L’école peine à s’adapter aux enfants handicapés

Les parcours à la carte voulus par « l’école inclusive » promise par Emmanuel Macron restent difficiles à mettre en œuvre.
LE MONDE  |  Par 

AUREL
Depuis la rentrée, Sabrina est inquiète. Son fils de 13 ans, Enzo, se rend seul au collège, faute d’une personne nommée pour l’aider au cours de la journée. « Multidys », il souffre de troubles variés dont la dyspraxie, la dyslexie et la dysorthographie. Normalement, Enzo devrait être accompagné douze heures par semaine au collège par un accompagnant d’élève en situation de handicap (AESH). Mais, pour pouvoir suivre une filière professionnelle, Enzo a fait sa rentrée en 3e dans un nouvel établissement où son ancienne AESH n’a pas pu le suivre, faute de contrat disponible pour elle.
Le fils de Sabrina fait partie des 340 000 enfants handicapés scolarisés cette année dans « l’école inclusive » portée par le ministre de l’éducation, Jean-Michel Blanquer, et la secrétaire d’Etat chargée des personnes handicapées, Sophie Cluzel. Au total, 80 000 enfants sont pris en charge dans des instituts spécialisés, où les heures d’enseignement sont variables selon les cas. Le nombre d’enfants handicapés pris en charge par l’école elle-même a augmenté de 6 % par rapport à la rentrée précédente. Ils n’étaient que 100 000 en 2006.

« Il n’y a plus de solutions à l’extérieur de l’école et les familles doivent savoir que, même si c’est difficile, dans l’intérêt de leur enfant et pour son bien-être futur elles doivent s’accrocher »,insiste Sophie Cluzel, pour qui le système scolaire a trop longtemps proposé des filières fléchées, par opposition au « parcours personnalisé avec des périodes en classe ordinaire » qui devait devenir la norme à partir de la loi sur le handicap de 2005. En pratique, ces parcours « à la carte » ressemblent souvent à un parcours du combattant pour les parents.

┄┄┄┄┄┄┄┄┄┄

CONSIGNE A
Répondez brièvement à ces questions sur l'extrait sur l'école et les enfants handicapés :
(i) Combien d'heures par semaine Enzo devrait-il normalement être accompagné au collège par un AESH ?
(ii) Combien d'enfants handicapés l'école prenait-elle en charge en 2006 ?
(iii) De quelle année date la loi sur le handicap mentionnée ?
CONSIGNE B
Poursuivez l'extrait sur l'école et les enfants handicapés à partir de sa dernière phrase, en quelques phrases.
Les entrées placées ensuite forment un matériau indépendant de l'extrait sur l'école et les enfants handicapés.

Entrées enregistrées:

┄┄┄┄┄┄┄┄┄┄

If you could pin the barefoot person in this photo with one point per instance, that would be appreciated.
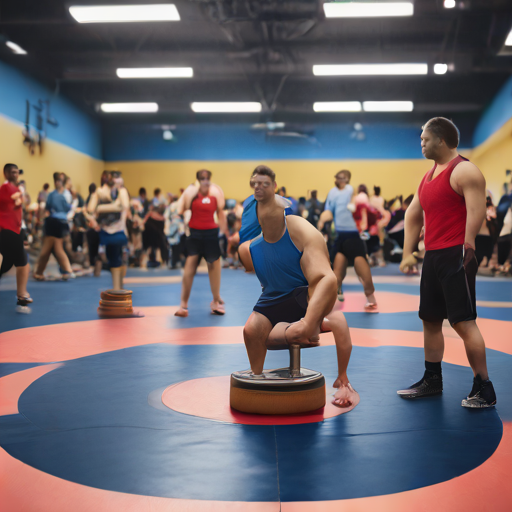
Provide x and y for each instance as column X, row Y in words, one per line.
column 110, row 203
column 451, row 198
column 348, row 245
column 55, row 230
column 12, row 251
column 299, row 288
column 204, row 201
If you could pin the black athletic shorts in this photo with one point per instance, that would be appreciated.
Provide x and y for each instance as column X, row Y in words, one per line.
column 292, row 308
column 446, row 289
column 349, row 244
column 12, row 250
column 205, row 243
column 55, row 227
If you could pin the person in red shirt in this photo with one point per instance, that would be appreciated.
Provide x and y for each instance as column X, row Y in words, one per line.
column 451, row 198
column 204, row 201
column 12, row 251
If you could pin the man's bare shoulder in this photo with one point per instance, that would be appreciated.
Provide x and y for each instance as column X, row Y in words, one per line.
column 467, row 173
column 302, row 231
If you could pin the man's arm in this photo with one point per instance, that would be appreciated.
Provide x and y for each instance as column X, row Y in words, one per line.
column 317, row 270
column 413, row 224
column 470, row 182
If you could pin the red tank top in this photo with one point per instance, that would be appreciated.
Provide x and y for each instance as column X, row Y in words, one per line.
column 445, row 210
column 10, row 214
column 203, row 209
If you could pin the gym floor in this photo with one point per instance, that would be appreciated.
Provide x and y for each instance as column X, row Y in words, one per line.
column 133, row 414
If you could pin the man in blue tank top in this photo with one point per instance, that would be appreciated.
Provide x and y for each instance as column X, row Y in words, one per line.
column 299, row 288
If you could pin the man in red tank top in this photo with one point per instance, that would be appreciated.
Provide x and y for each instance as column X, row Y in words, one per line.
column 451, row 198
column 12, row 250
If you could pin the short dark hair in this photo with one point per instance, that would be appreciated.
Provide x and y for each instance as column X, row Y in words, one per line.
column 198, row 173
column 263, row 170
column 348, row 174
column 444, row 129
column 9, row 167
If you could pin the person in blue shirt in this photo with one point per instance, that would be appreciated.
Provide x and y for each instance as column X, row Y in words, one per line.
column 291, row 262
column 348, row 246
column 55, row 229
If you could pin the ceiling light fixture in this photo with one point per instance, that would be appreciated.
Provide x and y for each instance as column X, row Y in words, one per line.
column 226, row 107
column 370, row 69
column 124, row 13
column 337, row 106
column 155, row 72
column 16, row 48
column 129, row 107
column 440, row 69
column 367, row 9
column 388, row 106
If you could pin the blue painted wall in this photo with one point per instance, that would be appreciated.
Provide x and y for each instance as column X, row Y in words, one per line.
column 76, row 129
column 128, row 142
column 496, row 115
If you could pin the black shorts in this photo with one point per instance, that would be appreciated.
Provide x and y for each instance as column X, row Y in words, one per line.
column 292, row 308
column 55, row 227
column 349, row 244
column 446, row 290
column 205, row 243
column 12, row 250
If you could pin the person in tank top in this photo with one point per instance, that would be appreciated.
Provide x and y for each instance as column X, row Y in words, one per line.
column 299, row 288
column 451, row 202
column 110, row 204
column 204, row 199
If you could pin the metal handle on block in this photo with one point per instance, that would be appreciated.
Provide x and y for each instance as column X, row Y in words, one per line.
column 294, row 360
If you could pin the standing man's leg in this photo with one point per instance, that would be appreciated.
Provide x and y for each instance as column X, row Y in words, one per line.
column 474, row 345
column 214, row 274
column 186, row 285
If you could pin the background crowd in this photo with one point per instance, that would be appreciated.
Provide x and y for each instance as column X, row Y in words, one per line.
column 157, row 231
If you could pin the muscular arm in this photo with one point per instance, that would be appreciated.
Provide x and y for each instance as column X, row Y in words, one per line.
column 471, row 184
column 413, row 224
column 317, row 270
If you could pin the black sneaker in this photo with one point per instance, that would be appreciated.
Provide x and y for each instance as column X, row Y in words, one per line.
column 430, row 385
column 482, row 395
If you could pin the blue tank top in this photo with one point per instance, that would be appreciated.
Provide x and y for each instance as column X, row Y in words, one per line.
column 277, row 267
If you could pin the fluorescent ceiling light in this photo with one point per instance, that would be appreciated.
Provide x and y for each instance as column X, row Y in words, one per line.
column 440, row 69
column 337, row 106
column 367, row 9
column 388, row 106
column 129, row 107
column 370, row 69
column 155, row 72
column 226, row 107
column 124, row 13
column 16, row 48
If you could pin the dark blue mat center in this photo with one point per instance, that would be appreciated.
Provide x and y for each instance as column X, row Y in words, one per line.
column 90, row 422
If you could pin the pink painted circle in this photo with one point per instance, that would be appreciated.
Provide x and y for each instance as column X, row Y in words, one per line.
column 209, row 398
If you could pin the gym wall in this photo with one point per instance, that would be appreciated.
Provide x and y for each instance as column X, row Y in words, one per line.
column 74, row 147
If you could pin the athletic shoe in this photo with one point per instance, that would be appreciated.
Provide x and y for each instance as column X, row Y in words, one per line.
column 430, row 385
column 482, row 395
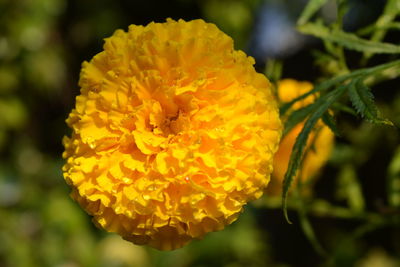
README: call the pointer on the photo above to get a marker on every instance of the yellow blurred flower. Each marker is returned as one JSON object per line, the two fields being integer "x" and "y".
{"x": 319, "y": 143}
{"x": 173, "y": 133}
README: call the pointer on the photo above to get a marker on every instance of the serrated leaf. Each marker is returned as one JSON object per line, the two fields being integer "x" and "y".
{"x": 312, "y": 7}
{"x": 323, "y": 103}
{"x": 344, "y": 108}
{"x": 331, "y": 123}
{"x": 339, "y": 79}
{"x": 363, "y": 101}
{"x": 348, "y": 40}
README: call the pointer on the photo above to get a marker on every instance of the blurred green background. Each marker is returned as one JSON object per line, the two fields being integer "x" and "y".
{"x": 42, "y": 45}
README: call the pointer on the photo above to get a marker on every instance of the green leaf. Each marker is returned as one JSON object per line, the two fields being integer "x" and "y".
{"x": 323, "y": 103}
{"x": 298, "y": 116}
{"x": 363, "y": 101}
{"x": 331, "y": 123}
{"x": 348, "y": 40}
{"x": 344, "y": 108}
{"x": 339, "y": 79}
{"x": 312, "y": 7}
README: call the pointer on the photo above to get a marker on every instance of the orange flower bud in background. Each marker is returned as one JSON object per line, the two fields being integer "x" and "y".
{"x": 319, "y": 143}
{"x": 172, "y": 134}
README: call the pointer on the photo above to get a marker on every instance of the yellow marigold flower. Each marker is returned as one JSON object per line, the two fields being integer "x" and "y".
{"x": 173, "y": 133}
{"x": 319, "y": 144}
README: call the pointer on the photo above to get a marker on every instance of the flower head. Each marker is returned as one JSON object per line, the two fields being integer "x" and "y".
{"x": 173, "y": 133}
{"x": 319, "y": 144}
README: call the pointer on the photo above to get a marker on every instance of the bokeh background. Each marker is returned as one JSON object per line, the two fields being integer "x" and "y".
{"x": 42, "y": 46}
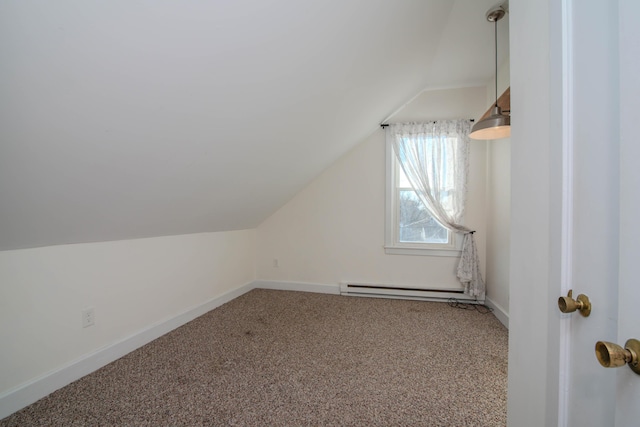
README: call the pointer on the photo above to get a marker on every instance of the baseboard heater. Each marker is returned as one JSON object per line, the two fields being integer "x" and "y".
{"x": 404, "y": 292}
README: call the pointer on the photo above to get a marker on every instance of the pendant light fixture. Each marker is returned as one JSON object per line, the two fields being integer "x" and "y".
{"x": 497, "y": 125}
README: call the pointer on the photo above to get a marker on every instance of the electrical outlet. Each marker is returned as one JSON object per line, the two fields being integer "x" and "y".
{"x": 88, "y": 317}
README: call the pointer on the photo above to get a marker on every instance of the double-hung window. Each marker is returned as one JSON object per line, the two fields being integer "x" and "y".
{"x": 410, "y": 227}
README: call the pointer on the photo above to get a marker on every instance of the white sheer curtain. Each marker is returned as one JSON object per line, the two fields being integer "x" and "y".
{"x": 435, "y": 158}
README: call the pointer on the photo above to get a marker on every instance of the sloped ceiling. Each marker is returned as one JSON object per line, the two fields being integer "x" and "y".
{"x": 123, "y": 119}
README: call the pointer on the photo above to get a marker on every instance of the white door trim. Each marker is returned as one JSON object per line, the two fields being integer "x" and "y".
{"x": 566, "y": 261}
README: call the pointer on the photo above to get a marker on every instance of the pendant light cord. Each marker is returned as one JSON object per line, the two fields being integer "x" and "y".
{"x": 495, "y": 37}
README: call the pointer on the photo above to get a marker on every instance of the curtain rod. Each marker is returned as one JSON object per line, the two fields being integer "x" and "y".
{"x": 384, "y": 125}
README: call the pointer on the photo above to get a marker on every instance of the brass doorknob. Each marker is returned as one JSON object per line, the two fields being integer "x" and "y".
{"x": 611, "y": 355}
{"x": 569, "y": 305}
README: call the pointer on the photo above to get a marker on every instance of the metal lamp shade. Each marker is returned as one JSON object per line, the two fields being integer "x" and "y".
{"x": 496, "y": 126}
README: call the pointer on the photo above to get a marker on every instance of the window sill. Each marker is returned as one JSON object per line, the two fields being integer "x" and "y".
{"x": 397, "y": 250}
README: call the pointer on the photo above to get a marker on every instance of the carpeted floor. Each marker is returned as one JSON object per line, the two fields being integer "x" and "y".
{"x": 276, "y": 358}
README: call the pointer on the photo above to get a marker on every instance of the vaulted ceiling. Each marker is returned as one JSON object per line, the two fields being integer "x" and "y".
{"x": 137, "y": 118}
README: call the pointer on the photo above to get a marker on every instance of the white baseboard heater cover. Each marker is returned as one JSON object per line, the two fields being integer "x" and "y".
{"x": 404, "y": 292}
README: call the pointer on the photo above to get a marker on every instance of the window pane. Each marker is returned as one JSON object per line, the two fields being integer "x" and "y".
{"x": 416, "y": 224}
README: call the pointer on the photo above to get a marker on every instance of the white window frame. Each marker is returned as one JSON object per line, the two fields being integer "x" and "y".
{"x": 393, "y": 245}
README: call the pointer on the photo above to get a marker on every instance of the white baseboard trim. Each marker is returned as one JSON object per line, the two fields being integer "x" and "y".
{"x": 19, "y": 397}
{"x": 498, "y": 311}
{"x": 297, "y": 286}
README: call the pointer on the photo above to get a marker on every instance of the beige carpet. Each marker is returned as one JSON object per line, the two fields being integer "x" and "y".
{"x": 276, "y": 358}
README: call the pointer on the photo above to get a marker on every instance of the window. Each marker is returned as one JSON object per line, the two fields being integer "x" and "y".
{"x": 410, "y": 228}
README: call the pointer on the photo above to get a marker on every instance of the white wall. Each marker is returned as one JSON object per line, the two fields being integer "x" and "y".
{"x": 498, "y": 208}
{"x": 333, "y": 230}
{"x": 131, "y": 284}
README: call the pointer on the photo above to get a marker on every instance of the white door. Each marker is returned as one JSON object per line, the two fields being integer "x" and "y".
{"x": 604, "y": 220}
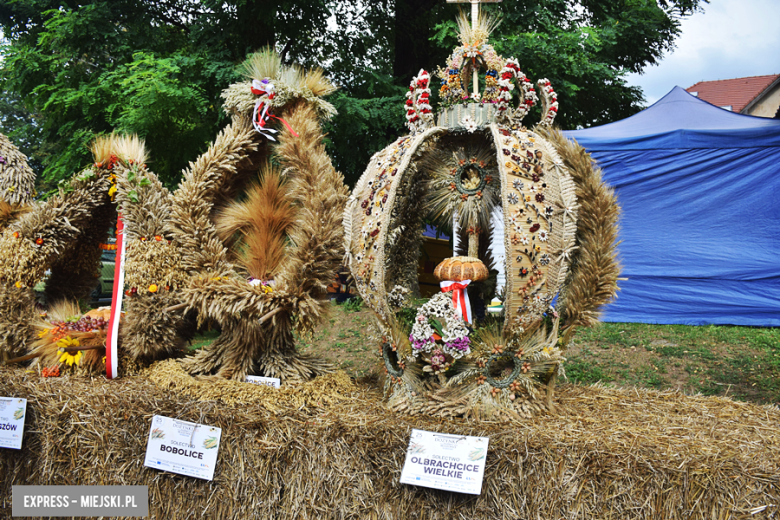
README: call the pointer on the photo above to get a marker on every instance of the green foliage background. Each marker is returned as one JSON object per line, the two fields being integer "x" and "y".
{"x": 72, "y": 70}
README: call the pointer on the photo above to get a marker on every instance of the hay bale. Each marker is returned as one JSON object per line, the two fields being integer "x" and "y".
{"x": 337, "y": 452}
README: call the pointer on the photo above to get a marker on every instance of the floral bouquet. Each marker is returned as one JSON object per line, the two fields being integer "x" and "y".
{"x": 439, "y": 334}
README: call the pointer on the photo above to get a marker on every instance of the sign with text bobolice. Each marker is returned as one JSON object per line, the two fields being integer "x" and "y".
{"x": 12, "y": 413}
{"x": 443, "y": 461}
{"x": 183, "y": 447}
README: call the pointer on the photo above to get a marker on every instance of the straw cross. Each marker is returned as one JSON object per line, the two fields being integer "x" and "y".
{"x": 474, "y": 18}
{"x": 474, "y": 7}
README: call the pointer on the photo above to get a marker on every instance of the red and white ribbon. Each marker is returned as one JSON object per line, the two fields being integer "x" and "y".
{"x": 266, "y": 90}
{"x": 112, "y": 355}
{"x": 460, "y": 297}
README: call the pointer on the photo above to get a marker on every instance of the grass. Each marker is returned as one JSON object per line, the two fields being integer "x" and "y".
{"x": 739, "y": 362}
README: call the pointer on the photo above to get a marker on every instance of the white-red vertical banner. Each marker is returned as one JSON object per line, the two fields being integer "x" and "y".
{"x": 116, "y": 301}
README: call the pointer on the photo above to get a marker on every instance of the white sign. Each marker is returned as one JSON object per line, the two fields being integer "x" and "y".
{"x": 448, "y": 462}
{"x": 12, "y": 412}
{"x": 265, "y": 381}
{"x": 182, "y": 447}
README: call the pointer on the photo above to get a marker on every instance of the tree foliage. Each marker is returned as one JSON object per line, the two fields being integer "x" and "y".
{"x": 75, "y": 69}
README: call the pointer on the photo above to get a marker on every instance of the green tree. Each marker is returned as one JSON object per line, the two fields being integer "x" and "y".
{"x": 157, "y": 67}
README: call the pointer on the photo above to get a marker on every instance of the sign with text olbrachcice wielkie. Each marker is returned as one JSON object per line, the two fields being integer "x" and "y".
{"x": 182, "y": 447}
{"x": 12, "y": 413}
{"x": 443, "y": 461}
{"x": 273, "y": 382}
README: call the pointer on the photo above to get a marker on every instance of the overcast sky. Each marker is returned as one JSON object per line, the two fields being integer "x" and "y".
{"x": 730, "y": 39}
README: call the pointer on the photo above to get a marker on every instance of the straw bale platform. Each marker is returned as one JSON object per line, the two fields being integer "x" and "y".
{"x": 332, "y": 450}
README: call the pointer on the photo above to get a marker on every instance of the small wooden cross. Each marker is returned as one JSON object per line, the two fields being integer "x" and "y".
{"x": 474, "y": 17}
{"x": 474, "y": 7}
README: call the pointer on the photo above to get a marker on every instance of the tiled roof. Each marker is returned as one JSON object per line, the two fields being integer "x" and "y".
{"x": 737, "y": 92}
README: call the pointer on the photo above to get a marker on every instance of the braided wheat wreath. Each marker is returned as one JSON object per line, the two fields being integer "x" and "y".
{"x": 17, "y": 183}
{"x": 62, "y": 236}
{"x": 560, "y": 230}
{"x": 256, "y": 324}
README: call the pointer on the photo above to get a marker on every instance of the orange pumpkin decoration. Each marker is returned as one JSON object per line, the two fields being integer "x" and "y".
{"x": 460, "y": 268}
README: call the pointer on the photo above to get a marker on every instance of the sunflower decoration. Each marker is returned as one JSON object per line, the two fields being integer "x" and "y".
{"x": 463, "y": 181}
{"x": 68, "y": 356}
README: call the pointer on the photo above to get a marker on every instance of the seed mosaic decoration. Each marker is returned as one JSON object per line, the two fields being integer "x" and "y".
{"x": 559, "y": 236}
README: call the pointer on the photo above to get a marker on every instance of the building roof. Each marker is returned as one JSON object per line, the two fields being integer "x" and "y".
{"x": 736, "y": 93}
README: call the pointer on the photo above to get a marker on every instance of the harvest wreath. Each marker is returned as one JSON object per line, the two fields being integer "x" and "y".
{"x": 559, "y": 224}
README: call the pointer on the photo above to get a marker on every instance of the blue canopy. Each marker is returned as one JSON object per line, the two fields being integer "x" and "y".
{"x": 699, "y": 189}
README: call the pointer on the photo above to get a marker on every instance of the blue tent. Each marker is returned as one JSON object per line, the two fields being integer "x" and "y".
{"x": 700, "y": 192}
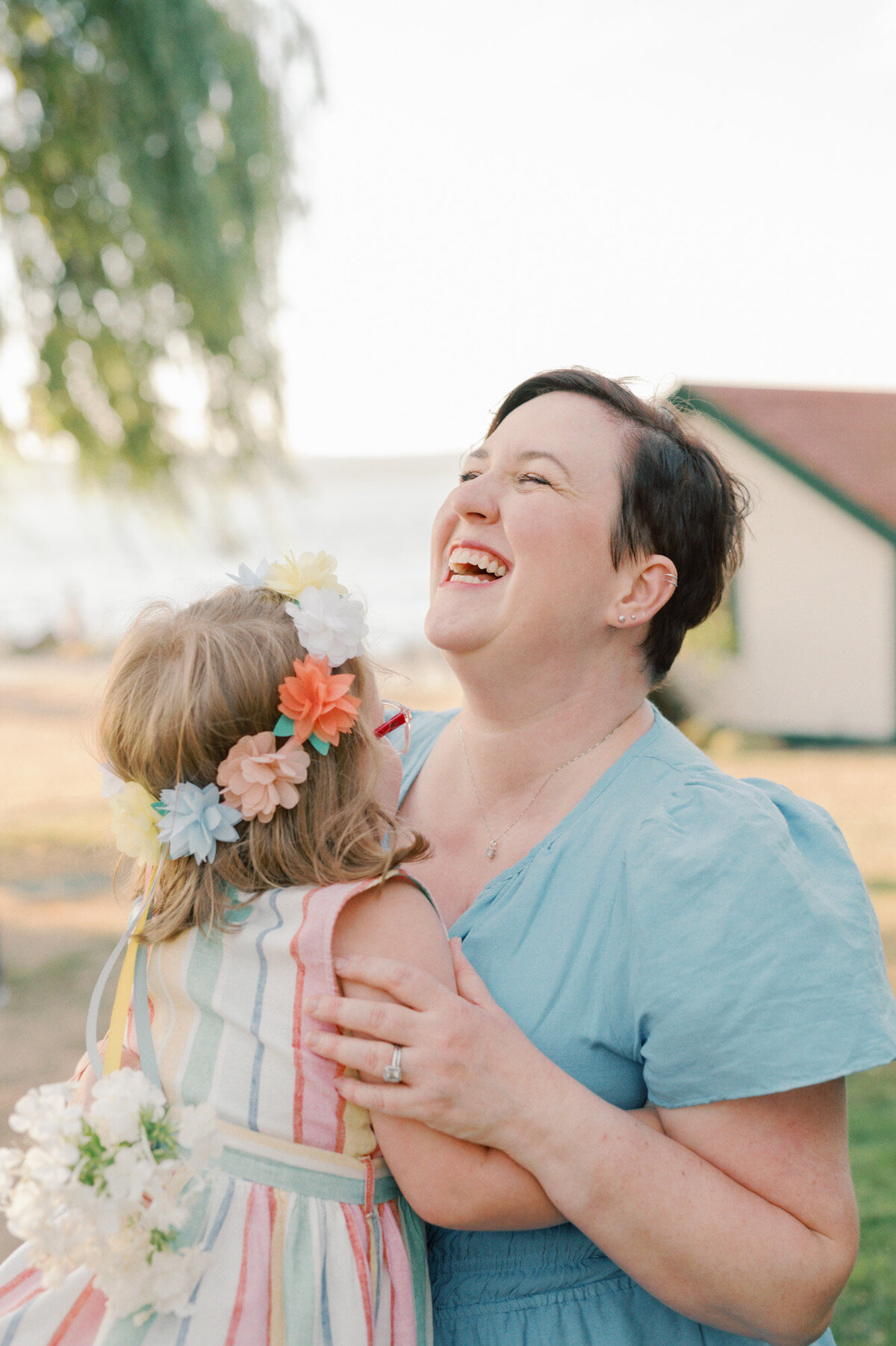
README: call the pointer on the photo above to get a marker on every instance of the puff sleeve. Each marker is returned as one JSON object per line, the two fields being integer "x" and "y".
{"x": 756, "y": 963}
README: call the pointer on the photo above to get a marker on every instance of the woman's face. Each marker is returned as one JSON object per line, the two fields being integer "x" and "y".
{"x": 521, "y": 546}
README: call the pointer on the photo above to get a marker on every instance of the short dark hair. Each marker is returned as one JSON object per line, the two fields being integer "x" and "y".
{"x": 677, "y": 499}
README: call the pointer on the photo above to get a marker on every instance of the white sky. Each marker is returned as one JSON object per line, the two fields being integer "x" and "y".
{"x": 672, "y": 189}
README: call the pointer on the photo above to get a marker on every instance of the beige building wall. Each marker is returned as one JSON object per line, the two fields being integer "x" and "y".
{"x": 815, "y": 608}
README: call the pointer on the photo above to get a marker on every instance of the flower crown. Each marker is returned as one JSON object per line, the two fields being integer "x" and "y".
{"x": 258, "y": 777}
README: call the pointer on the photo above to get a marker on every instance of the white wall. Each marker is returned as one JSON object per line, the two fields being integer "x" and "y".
{"x": 815, "y": 615}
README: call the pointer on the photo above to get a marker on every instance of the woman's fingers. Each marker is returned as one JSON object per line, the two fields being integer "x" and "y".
{"x": 394, "y": 1100}
{"x": 370, "y": 1059}
{"x": 374, "y": 1018}
{"x": 409, "y": 985}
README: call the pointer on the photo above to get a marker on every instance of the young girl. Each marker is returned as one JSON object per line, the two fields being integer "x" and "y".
{"x": 278, "y": 847}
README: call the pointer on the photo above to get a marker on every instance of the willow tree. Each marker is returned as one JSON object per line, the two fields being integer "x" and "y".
{"x": 143, "y": 181}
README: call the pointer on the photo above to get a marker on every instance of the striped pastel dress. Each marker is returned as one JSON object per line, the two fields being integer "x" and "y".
{"x": 311, "y": 1243}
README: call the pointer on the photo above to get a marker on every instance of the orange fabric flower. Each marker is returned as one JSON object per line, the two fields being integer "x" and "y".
{"x": 315, "y": 700}
{"x": 258, "y": 779}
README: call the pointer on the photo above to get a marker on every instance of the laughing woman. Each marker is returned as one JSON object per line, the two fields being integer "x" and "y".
{"x": 647, "y": 928}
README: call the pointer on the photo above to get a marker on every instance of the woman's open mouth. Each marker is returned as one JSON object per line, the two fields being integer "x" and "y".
{"x": 473, "y": 566}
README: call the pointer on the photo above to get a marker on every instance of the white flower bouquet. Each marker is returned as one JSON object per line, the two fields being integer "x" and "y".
{"x": 105, "y": 1188}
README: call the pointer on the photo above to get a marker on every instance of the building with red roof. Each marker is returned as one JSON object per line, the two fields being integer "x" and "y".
{"x": 813, "y": 608}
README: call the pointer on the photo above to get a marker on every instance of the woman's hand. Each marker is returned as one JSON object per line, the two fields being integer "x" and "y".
{"x": 467, "y": 1069}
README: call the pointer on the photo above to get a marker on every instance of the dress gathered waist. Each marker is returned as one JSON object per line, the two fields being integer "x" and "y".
{"x": 302, "y": 1168}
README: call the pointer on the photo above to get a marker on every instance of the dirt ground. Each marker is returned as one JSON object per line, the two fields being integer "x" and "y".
{"x": 58, "y": 915}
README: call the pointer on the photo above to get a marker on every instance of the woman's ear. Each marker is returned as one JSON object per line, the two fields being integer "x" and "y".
{"x": 651, "y": 585}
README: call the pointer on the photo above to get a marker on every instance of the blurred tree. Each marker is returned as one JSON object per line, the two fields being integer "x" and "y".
{"x": 143, "y": 178}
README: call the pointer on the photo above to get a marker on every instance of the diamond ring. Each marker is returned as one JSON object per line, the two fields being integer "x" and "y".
{"x": 392, "y": 1074}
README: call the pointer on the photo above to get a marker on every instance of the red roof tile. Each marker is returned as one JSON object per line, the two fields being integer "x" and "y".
{"x": 845, "y": 437}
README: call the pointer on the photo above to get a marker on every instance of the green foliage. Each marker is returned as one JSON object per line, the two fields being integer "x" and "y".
{"x": 867, "y": 1310}
{"x": 143, "y": 178}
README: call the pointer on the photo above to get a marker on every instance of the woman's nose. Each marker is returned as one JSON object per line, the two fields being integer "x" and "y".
{"x": 476, "y": 499}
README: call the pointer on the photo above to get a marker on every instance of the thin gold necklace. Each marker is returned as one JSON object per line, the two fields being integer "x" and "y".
{"x": 493, "y": 841}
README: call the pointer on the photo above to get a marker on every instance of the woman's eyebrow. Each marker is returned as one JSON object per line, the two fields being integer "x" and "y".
{"x": 528, "y": 454}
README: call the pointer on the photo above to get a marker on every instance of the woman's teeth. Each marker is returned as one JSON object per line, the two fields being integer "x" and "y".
{"x": 481, "y": 561}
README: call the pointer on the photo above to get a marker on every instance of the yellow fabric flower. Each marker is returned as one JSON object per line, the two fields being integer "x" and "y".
{"x": 291, "y": 575}
{"x": 134, "y": 824}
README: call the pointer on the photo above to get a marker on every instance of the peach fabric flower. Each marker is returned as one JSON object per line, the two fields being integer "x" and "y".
{"x": 258, "y": 779}
{"x": 315, "y": 700}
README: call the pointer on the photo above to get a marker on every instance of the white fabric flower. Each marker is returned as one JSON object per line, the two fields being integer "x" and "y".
{"x": 119, "y": 1100}
{"x": 47, "y": 1115}
{"x": 108, "y": 1190}
{"x": 10, "y": 1170}
{"x": 330, "y": 626}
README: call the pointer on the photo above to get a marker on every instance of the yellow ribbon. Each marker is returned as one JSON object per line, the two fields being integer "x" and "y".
{"x": 119, "y": 1019}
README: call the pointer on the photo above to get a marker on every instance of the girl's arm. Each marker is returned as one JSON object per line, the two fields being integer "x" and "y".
{"x": 448, "y": 1182}
{"x": 741, "y": 1216}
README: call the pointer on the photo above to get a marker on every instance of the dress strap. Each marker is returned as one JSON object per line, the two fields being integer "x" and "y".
{"x": 409, "y": 878}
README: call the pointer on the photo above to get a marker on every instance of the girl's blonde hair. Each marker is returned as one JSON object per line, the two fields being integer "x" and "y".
{"x": 184, "y": 687}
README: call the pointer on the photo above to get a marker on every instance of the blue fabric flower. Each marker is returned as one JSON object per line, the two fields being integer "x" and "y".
{"x": 196, "y": 820}
{"x": 252, "y": 579}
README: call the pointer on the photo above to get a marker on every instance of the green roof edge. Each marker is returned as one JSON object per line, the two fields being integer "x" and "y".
{"x": 688, "y": 400}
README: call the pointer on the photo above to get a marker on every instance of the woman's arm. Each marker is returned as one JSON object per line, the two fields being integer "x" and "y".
{"x": 448, "y": 1182}
{"x": 741, "y": 1217}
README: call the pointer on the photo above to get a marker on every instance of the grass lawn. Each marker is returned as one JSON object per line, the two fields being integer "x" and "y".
{"x": 867, "y": 1310}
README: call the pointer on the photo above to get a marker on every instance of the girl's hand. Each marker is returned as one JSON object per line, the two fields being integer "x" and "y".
{"x": 467, "y": 1069}
{"x": 85, "y": 1079}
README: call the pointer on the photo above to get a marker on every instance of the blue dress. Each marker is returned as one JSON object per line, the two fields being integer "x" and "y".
{"x": 679, "y": 937}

┄┄┄┄┄┄┄┄┄┄

CORRIGÉ A
(i) Douze heures par semaine.
(ii) 100 000 enfants.
(iii) 2005.

CORRIGÉ B
Un métier peu attractif
La clé de voûte du parcours « personnalisé », c’est bien souvent la présence d’un accompagnant, qui permet à l’enfant de rester en classe dite « ordinaire », comme c’est le cas pour Enzo. Ils sont 110 000 en France, pour 175 000 enfants scolarisés qui en ont besoin – certains accompagnants s’occupent de plusieurs enfants à la fois.
Cette année, plus de 3 500 postes d’accompagnants ont été créés. Pourtant, comme à chaque rentrée, les associations ont alerté sur les enfants qui n’ont pu rejoindre l’école, faute d’accompagnants. Impossible de connaître leur nombre exact, qui évolue chaque jour. Le ministère précise que la cellule « Aide handicap école », qui gère ces problèmes, a reçu moins d’appels qu’à la rentrée 2017.« Beaucoup de parents ne savent pas qu’elle existe », tempère Emmanuel Jacob, expert scolaire auprès de l’Unapei, la fédération d’associations d’aide aux personnes handicapées.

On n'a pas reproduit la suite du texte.